====== TEXTO APRESENTADO ======
Foi a língua portuguesa, a primeira língua que conheceu?

– Não sei se alguém chega efectivamente a conhecer uma língua. Diria; houve um encontro ainda a ser realizado. Todas as línguas são interesseiras flamejantes e fluviais, exige a vocação e tem regras, regras são coisas chatas.

 

Por quê, esse sentimento?

–  A constante mobilidade que ela tem. Se calhar tem vida própria. Em cada frase, cada período nos deparamos com desafios novos e às vezes chegamos a pensar: isto realmente existe ou e uma invenção nossa?

 

Ninguém sim conhece uma língua. E como é que a literatura move esse não-conhecimento em fogo?

– Com o eterno problema da linguagem. A língua é uma invenção. A linguagem e a invenção da língua. Visto à partida. Depois temos a língua como um objecto que se fez antes da matéria voz, grito, som. A expressão (in)acabada de algo por iniciar.

 

Então nega o facto de ser necessário o conhecimento uma língua para escrita?

– De repente o texto surge; digo, no estado puro, figuras destorcidas, sons conturbados, outros magnânimos. De repente há como expressar, e o que é expressar senão saltar com a alma? Recto ou curvo. Academicamente bem ou não. O acto da vida impõem-se.

 

A língua portuguesa, a língua portuguesa…

 – Os grandes e primeiros livros da minha adolescência foram todos lidos em português.

Os contornos, as figuras, o mediato e o não-mediato apreendidos por ela.
====== EXCERTOS DE DADOS ======
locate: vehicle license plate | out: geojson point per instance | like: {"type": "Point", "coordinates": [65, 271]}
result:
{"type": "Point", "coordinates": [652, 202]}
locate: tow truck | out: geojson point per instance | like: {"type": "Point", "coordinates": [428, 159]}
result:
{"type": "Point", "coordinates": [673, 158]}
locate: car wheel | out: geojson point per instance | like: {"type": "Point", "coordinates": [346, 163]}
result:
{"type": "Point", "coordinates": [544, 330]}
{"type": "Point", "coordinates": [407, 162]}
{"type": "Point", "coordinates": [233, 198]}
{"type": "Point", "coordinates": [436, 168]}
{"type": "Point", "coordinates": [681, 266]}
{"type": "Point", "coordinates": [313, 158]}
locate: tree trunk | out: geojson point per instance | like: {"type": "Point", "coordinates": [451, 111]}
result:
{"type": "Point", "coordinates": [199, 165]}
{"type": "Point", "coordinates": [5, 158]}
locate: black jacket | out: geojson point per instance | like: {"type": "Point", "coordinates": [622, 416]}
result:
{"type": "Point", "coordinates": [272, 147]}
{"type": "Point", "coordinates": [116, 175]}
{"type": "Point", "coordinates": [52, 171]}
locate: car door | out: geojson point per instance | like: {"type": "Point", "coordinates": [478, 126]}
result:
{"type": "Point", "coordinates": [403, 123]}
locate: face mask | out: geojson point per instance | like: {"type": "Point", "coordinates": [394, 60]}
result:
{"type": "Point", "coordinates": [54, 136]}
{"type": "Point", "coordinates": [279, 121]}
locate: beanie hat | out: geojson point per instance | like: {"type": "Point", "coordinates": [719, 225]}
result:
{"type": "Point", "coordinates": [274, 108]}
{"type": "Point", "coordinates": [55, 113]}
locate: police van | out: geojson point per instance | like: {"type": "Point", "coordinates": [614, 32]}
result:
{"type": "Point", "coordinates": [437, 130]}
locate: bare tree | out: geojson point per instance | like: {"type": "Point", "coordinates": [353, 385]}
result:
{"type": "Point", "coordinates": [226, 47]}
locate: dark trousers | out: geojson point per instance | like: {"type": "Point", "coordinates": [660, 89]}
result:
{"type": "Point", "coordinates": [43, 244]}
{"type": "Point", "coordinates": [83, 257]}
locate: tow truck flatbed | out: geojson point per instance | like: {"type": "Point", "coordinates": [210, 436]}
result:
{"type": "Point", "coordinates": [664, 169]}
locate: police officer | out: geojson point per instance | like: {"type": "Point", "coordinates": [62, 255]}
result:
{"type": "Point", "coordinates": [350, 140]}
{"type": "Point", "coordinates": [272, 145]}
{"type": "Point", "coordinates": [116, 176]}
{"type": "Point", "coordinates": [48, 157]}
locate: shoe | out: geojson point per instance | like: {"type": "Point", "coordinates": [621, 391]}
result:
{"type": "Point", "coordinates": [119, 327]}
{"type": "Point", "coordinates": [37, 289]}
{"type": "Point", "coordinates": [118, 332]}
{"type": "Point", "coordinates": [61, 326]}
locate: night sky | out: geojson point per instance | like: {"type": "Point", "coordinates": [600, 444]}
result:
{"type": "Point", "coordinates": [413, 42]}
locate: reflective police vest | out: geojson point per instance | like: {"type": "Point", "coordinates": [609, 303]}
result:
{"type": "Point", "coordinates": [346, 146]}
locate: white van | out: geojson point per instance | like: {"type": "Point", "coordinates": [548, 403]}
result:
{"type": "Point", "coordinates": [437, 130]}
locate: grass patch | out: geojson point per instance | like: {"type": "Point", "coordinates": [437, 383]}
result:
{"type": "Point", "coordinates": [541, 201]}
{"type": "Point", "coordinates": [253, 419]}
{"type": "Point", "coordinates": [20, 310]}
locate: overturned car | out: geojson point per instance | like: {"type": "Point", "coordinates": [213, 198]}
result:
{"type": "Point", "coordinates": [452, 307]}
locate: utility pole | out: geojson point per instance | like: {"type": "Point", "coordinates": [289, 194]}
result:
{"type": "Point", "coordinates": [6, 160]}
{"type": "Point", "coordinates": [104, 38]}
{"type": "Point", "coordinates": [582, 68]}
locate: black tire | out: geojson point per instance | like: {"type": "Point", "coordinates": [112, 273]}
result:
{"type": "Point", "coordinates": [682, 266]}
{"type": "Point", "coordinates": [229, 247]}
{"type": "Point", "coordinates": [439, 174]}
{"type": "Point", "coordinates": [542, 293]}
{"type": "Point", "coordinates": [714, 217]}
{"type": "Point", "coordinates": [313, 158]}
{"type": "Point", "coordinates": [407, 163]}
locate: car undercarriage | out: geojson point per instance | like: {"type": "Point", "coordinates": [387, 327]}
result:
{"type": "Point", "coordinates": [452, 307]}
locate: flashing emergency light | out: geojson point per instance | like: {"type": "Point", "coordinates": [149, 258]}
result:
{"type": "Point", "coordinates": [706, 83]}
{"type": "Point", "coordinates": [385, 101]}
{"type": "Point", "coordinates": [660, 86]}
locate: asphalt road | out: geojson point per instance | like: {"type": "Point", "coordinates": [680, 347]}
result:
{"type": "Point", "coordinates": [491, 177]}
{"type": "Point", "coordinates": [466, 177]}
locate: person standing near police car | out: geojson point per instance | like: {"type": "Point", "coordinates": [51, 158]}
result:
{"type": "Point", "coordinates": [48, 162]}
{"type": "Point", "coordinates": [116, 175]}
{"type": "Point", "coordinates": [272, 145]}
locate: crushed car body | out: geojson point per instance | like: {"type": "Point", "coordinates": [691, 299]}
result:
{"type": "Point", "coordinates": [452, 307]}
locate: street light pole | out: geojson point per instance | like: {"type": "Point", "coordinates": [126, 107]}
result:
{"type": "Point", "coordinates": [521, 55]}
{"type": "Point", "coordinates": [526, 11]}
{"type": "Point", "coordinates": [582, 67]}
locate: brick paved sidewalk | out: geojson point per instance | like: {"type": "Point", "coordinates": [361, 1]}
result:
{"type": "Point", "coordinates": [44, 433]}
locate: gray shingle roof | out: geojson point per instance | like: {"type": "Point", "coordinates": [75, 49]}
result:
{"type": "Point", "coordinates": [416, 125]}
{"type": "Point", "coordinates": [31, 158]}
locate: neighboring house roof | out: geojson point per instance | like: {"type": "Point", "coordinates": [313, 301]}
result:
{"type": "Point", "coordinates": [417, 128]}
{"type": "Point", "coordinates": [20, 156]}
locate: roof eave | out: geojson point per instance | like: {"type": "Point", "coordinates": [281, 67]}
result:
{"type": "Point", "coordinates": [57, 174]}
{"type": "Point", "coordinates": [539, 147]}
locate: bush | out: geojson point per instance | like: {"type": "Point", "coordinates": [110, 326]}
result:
======
PROBLEMA CURTO A -
Segundo o texto apresentado, em que língua foram lidos os grandes e primeiros livros da adolescência da pessoa entrevistada?
PROBLEMA CURTO B -
Por favor, traduza para inglês esta frase do texto apresentado: "Os grandes e primeiros livros da minha adolescência foram todos lidos em português."

SOLUÇÃO DO EXERCÍCIO A -
Foram todos lidos em português.

SOLUÇÃO DO EXERCÍCIO B -
The great first books of my adolescence were all read in Portuguese.